## Set of tasks
a) Can you sum up the passage on carbon deposits and missing Stone Age skeletons in two sentences?
b) Would you extend the passage on carbon deposits and missing Stone Age skeletons from where it stops?

## Extract provided
[Begin]

Yeah, there sure is too much carbon in the geologic strata for it to
represent the remains of a single pre-flood biosphere

petroleum nonreservoir 200 x 10^18 g carbon
Petroleum reservoir 1 x 10^18 g carbon
Coal 15 x 10^18 g carbon
Carbonate rocks 51,000 x 10^18 g carbon
living things .3 x 10^18 g carbon
J.M. Hunt, ""Distribution of Carbon in Crust of Earth,
p. 22

> 12 Not enough Stone Age skeletons

Have they never heard of the word 'decay'? Burials are only an artifact of
sedentary farming societies.

     "Returning to the disposal of the body, hunters regard this as a means
of isolating the dead person's spirit, but it may be isolated for either of
two reason, to get rid of it entirely or to limit its activities so that it
may be used. The concept stated above greatly widens the range of disposal
techniques. The easiest way is simply to abandon the body at the place of
death, and to avoid returning to that spot until the disturbance is over,
usually after several years, when the dead person's spirit has had time to
go away. The Mbuti Pygmies used to abandon it before they were taught by
the Negro villagers to bury their dead. The Veddas of Ceylon, who lived in
rock shelters during the rainy season, did the same. They had so many
shelters available that they could afford to leave some of them unoccupied
until the remains had disappeared. In tropical rain forests insects and
animals make short work of bodies, and if they are buried or covered with
earth, the lateritic soil is so acid that bones may disintigrate in less
than a year. In 1965, I excavated a cave in a diamond-mining concession in
Sierra Leone and found no bones at all, although the soil was full of stone
implements and chips. A schoolteacher stationed there told me that she had
once buried a dead dog to get its skeleton for use in her zoology class, and
when she dug it up a year later even the bones had rotted away.

[End]

## Stored data entries
[Begin]

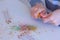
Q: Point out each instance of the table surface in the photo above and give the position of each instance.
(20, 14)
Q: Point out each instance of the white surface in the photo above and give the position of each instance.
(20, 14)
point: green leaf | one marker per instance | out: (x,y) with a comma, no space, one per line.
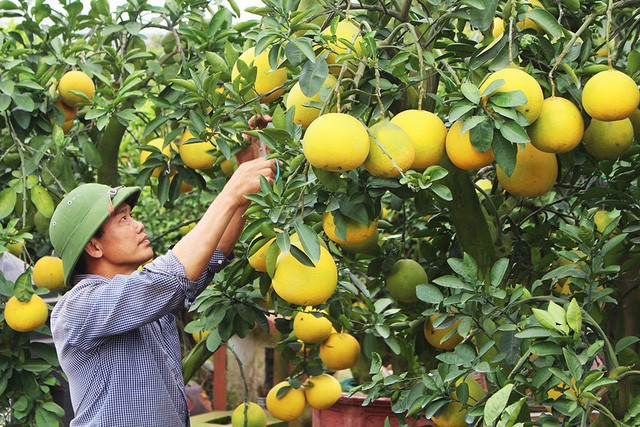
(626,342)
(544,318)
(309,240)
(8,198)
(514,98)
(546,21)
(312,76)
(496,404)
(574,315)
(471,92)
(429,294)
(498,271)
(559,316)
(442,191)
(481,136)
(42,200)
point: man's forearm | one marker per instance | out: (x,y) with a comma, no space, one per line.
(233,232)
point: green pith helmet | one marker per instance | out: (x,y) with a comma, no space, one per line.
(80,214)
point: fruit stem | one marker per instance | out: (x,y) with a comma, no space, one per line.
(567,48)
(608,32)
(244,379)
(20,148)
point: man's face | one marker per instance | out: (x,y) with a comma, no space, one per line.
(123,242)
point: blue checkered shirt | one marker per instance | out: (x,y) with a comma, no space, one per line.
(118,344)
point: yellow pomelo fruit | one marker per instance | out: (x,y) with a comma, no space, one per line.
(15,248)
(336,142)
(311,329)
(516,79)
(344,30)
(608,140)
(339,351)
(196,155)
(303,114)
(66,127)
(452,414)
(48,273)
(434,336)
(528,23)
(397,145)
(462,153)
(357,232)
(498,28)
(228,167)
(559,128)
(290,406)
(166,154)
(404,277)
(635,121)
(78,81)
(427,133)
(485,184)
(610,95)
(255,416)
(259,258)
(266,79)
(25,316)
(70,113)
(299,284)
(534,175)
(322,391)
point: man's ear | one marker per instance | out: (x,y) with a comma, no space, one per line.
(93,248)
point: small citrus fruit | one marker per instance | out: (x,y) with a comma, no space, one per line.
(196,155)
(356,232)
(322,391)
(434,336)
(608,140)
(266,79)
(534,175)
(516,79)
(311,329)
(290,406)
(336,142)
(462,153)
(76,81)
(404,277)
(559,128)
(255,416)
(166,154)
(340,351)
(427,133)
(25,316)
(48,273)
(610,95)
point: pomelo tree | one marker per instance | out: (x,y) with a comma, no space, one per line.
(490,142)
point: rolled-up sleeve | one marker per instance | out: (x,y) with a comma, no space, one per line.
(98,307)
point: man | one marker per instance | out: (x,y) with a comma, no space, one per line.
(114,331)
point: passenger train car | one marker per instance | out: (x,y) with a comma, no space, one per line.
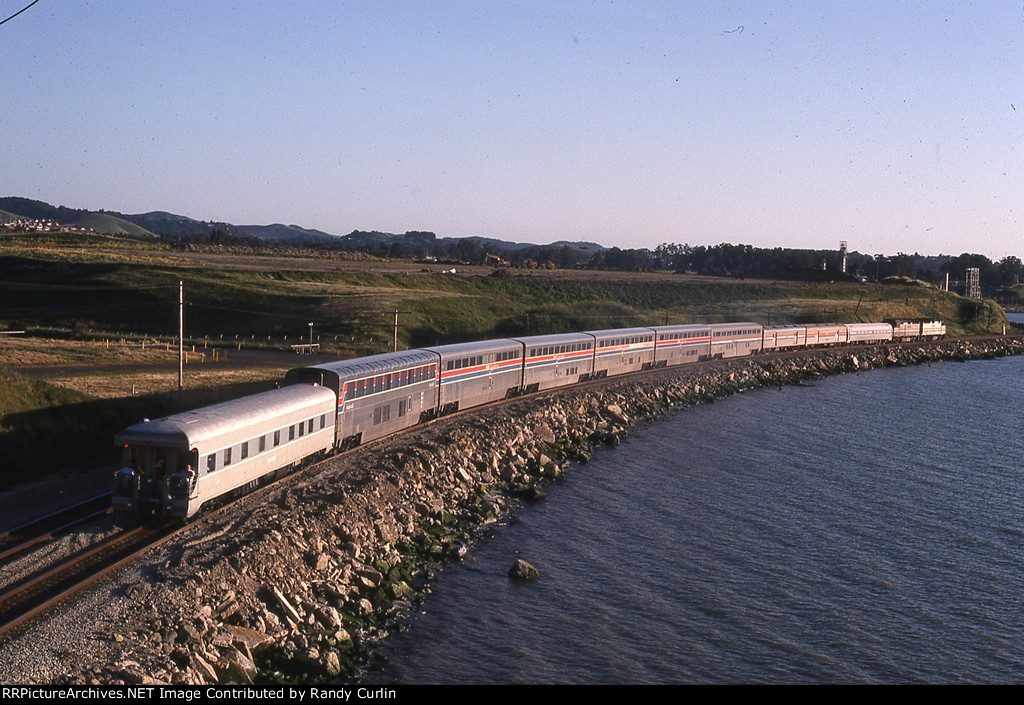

[End]

## Task-by-task answers
a) The passage cites J.M. Hunt's carbon figures, which put carbonate rocks at 51,000 x 10^18 g and living things at only .3 x 10^18 g, and argues that the geologic strata hold too much carbon to represent a single pre-flood biosphere. Against the claim of too few Stone Age skeletons, it points to decay and quotes an account of hunters abandoning their dead and of acid tropical soils in which bones can disintegrate in less than a year.

b)
"In other climates people who camp in the same places at least once a year
could hardly follow this practice, nor could those who live in permanent or
semipermanent villages. Where there are plenty of caves and rock crannies,
or hollow trees, these apertures are natural depositories, and frquently
used. Where firewood is abundant, cremation is a quick and dramatic
solution, particularly if the ground is frozen in winter and burial at that
time is out of the question. Another easy method is to secure the body high
up in a tree.
     "But however hunting and gathering peoples dispose of bodies they
usually do so individually in separate places, for graveyards are an
artifact of sedentary life. The Maidu of California had special burning
grounds, and the Nootka deposited some of their dead on mortuary islets,
towing the bodies out to them in unmanned canoes. The Eskimo of Nunivak
Island buried their dead in shallow graves, about a quarter of a mile away
from their villages. In these burial places skulls and long bones could be
seen lying about where they had been disinterred to make room for new
bodies. These Eskimo have no fear of corpses or old bones, once the proper
rituals have been performed, and, in fact, they formerly made use of parts
of bodies as amulets to help them in hunting." ~ Carleton S. Coon, The
Hunting Peoples, (Boston: Little, Brown and Co., 1971), p. 331-332

> 13 Agriculture is too recent

When was it supposed to have been invented?

> 14 History is too short

When was writing supposed to be invented?